(Ejercicios)
- A) Responde las siguientes preguntas con datos del texto sobre la infancia en la pandemia, cada respuesta en su línea y marcada igual que la pregunta.
(i) ¿Qué dijo la niña cuando le preguntaron qué pensaba del 2020?
(ii) ¿De qué color quedaron encintados las plazas públicas y los juegos infantiles?
(iii) ¿De dónde fueron echados los niños si iban de la mano de sus padres?
- B) Enumera todos los lugares que, según el texto sobre la infancia en la pandemia, se cerraron o quedaron encintados.
- C) Retoma el texto sobre la infancia en la pandemia y continúalo a partir de su última oración.

(Fragmento del documento)
════════════════

No es fácil ser niño en pandemia, dijo la niña cuando le preguntaron qué pensaba del 2020. Y no. ¿Cómo va a ser fácil cuando sos (una vez más) el último orejón del tarro? El mundo adulto que todo lo domina hace rato que no mira ni a la infancia ni a la adolescencia. Y si las mira, lo hace de reojo, apuntando con dedos índices a los coronnials y a los cuarenteens. La crónica del 2020 añade una página más a la historia de la niñofobia del hombre.

Para ser francos, al principio de la pandemia ‒cuando poco y nada sabíamos de lo que se nos acercaba‒ sí nos fijamos en ellos. Bajo sospecha de que eran supercontagiadores, se bajaron las persianas de las escuelas y liceos, y todos a casa. Las plazas públicas y juegos infantiles quedaron encintados de amarillo como si fueran escenas de crimen. Los niños no pudieron salir ni a la esquina. Fueron echados de algunos centros comerciales si iban de la mano de sus padres. De los abuelos ni hablamos. Hasta se sugirió que los abuelos podrían morir asesinados por algún beso o abrazo de un nieto. Sus vidas pasaron durante meses a ser virtuales (para los que tenían wi-fi y podían costearse aparatos, claro), en silencio, en sus cuartos, hibernando. Sin amigos, sin familia. Fueron épocas deprimentes, de ciudades grises y vacías sin gurises. Aunque parecía que todo esto estaba justificado. Parecía. Fueron de las primeras medidas que se tomaron, pero las últimas en dejarse de lado.

════════════════

(Material extraído)
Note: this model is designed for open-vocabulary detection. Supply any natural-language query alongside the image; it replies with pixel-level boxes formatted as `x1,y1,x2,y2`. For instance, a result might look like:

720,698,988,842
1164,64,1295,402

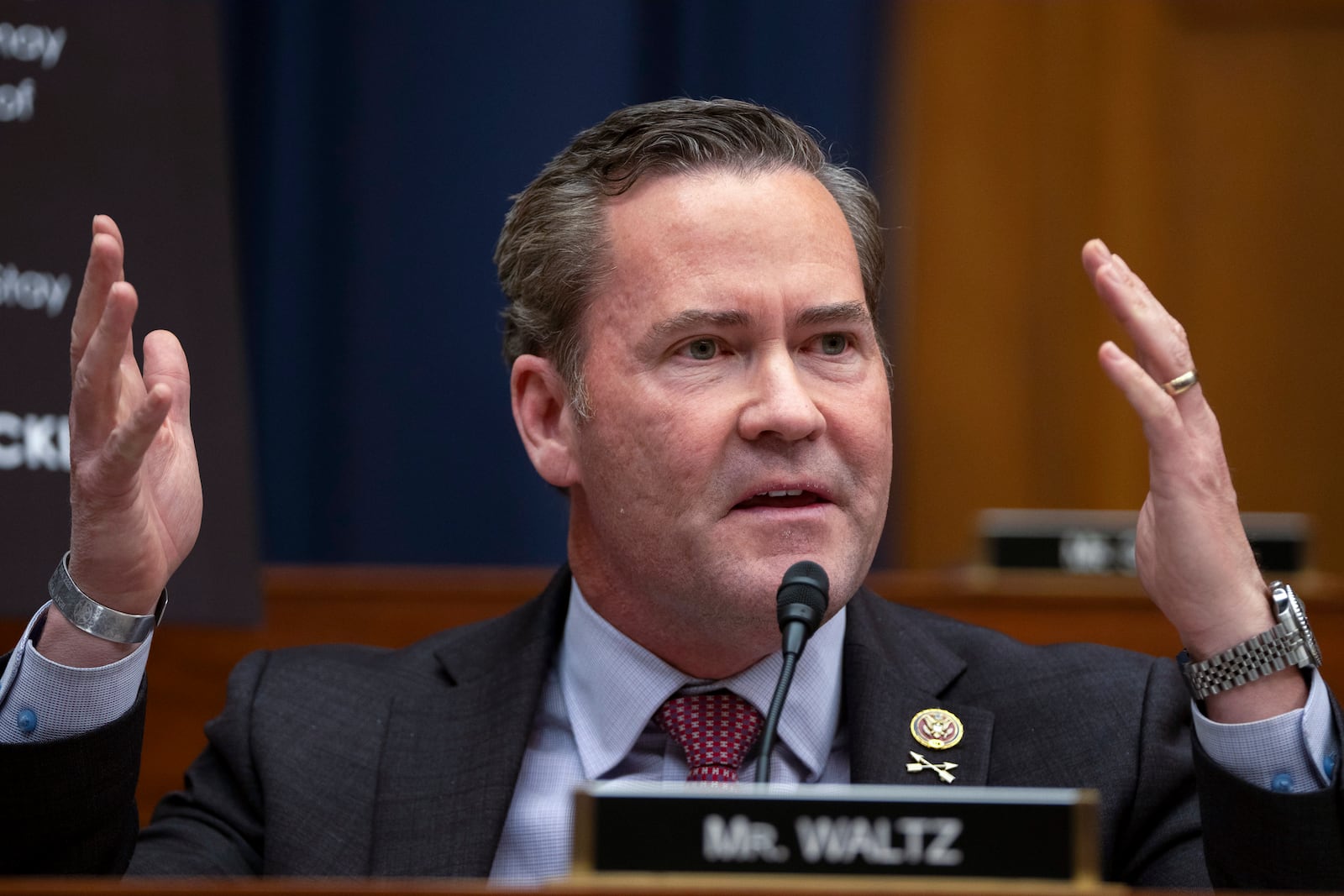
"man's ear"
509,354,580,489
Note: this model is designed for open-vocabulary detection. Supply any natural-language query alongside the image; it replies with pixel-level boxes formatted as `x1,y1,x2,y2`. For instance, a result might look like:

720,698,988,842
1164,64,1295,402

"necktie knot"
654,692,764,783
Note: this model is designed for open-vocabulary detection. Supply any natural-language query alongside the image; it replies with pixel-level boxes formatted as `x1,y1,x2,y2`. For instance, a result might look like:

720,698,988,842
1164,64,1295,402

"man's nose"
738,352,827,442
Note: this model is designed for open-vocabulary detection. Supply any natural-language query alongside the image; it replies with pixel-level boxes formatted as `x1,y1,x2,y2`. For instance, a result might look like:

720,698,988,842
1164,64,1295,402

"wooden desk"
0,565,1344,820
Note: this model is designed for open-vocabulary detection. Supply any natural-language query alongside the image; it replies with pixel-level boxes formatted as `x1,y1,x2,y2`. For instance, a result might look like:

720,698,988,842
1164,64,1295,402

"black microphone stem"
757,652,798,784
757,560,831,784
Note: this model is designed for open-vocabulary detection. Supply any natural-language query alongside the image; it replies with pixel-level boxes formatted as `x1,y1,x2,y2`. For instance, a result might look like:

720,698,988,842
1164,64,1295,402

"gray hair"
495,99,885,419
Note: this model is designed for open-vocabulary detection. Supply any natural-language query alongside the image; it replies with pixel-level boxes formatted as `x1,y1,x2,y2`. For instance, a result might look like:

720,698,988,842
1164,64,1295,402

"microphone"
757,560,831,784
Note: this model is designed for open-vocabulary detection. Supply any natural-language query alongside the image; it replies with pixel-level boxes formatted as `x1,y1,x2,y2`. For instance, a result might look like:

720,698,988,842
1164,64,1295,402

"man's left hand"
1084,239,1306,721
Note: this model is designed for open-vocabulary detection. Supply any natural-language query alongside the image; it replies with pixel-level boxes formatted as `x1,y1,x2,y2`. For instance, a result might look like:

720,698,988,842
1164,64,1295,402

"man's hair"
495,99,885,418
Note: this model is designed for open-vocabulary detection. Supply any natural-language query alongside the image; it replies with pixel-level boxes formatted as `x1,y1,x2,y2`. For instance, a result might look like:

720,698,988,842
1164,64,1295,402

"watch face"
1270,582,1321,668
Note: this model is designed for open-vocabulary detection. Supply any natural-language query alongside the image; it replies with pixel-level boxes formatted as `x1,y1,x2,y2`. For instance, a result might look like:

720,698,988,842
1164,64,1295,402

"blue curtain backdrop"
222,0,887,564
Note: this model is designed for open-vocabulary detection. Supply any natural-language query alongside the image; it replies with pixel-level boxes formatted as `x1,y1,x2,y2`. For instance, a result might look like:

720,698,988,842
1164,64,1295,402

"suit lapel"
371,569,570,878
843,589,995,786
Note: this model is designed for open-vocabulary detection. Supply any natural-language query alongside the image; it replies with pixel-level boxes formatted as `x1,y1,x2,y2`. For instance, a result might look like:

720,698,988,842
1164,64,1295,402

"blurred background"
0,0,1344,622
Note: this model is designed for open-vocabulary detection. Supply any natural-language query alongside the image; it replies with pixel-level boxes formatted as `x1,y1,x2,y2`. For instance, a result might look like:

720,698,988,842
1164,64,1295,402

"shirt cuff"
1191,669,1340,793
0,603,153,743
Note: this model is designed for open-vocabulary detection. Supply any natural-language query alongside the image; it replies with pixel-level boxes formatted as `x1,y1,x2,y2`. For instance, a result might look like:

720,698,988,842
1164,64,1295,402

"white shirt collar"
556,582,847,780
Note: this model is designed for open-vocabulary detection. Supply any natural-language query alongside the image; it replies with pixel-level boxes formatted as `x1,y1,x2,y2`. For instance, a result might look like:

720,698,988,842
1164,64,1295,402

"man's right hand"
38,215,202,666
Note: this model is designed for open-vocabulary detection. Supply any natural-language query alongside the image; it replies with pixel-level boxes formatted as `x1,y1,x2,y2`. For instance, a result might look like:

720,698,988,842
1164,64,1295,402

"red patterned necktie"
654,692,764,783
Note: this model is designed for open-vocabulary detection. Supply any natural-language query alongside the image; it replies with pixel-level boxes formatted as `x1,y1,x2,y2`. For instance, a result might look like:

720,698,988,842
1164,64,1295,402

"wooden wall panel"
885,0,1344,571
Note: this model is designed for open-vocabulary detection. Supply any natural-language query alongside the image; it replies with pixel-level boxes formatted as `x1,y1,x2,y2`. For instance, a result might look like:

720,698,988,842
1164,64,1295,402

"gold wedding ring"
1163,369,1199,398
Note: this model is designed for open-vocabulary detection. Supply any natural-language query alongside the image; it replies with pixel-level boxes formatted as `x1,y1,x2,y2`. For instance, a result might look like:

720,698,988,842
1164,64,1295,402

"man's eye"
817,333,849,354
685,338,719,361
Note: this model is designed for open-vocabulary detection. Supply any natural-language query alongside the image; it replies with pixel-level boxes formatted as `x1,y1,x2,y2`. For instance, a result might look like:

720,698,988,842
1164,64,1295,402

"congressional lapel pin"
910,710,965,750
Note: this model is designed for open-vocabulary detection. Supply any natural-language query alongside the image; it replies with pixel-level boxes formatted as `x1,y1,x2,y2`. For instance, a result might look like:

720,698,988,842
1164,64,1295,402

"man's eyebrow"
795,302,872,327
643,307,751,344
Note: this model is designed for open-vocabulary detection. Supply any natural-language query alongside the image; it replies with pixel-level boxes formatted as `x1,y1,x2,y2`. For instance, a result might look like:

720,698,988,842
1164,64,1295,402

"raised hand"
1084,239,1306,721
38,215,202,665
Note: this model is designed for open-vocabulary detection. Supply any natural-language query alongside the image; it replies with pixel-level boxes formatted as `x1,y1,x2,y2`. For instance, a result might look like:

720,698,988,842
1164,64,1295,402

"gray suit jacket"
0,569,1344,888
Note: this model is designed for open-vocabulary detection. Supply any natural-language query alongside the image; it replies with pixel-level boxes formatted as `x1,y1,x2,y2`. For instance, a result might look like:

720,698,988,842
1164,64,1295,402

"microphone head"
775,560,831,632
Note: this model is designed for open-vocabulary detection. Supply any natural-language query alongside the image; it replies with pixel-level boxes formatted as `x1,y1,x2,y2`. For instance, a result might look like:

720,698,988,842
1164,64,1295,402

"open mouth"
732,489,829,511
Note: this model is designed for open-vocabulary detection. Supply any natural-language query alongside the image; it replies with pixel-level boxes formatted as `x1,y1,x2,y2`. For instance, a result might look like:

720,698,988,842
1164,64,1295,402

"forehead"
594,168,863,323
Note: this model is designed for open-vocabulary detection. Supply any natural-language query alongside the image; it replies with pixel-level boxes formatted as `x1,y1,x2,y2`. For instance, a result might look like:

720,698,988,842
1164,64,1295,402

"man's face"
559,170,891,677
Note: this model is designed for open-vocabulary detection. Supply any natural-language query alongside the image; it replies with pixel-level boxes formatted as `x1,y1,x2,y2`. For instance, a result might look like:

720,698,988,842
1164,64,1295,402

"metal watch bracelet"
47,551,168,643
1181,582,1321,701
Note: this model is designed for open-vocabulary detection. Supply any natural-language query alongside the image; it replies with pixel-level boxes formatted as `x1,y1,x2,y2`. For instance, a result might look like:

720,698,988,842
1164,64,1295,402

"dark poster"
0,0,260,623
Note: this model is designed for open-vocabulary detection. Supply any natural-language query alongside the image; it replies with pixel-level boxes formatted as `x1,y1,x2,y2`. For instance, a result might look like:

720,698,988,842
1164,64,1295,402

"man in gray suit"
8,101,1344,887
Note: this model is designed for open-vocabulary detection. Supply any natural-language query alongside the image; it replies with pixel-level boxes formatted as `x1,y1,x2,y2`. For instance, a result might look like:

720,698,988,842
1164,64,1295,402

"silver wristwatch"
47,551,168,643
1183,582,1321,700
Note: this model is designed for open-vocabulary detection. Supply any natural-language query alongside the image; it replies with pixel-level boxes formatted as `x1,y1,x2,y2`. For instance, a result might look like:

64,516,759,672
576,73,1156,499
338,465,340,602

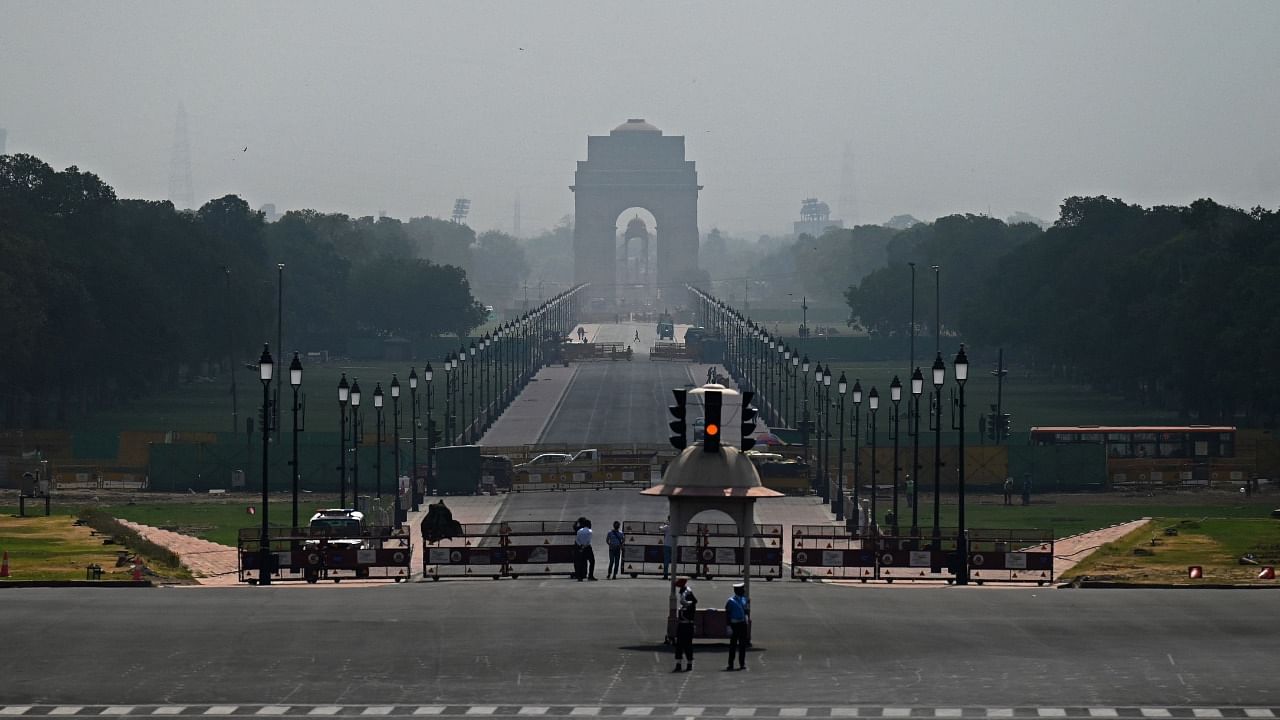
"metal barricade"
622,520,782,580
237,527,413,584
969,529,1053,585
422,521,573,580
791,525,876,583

════════════════

(Respuestas por tarea)
- A)
(i) Que no es fácil ser niño en pandemia.
(ii) De amarillo.
(iii) De algunos centros comerciales.

- B) Escuelas, liceos, plazas públicas y juegos infantiles.

- C)
Los meses pasaron y hace rato el mundo sabe que los niños son los menos afectados por el coronavirus, que no son los supercontagiadores que pensábamos que serían, y que los centros educativos cerrados añaden poco y nada al control de los contagios y son de las actividades humanas sociales de menor riesgo para las comunidades donde se encuentran. La balanza de riesgos se inclinaba para el otro lado. Porque lo que sí provoca la drástica disrupción (máxime si es tan prolongada) del sistema educativo es muchísimo daño social, económico y sanitario a generaciones enteras, duradero y con consecuencias para toda la vida. Se enfatiza mucho todo lo relacionado a contagios de covid-19 y se minimiza demasiado todo lo no-covid, como el caso de las escuelas. Nos alarmamos porque en el conteo nocturno hay 30, 100 o 200 casos diarios más, pero en ese contador de internados, muertos y contagiados por covid-19 no se pone al costado en el tablero cuántos miles de niños no fueron a clases ese día. Como en las guerras, donde la mayor parte del desastre no se ve.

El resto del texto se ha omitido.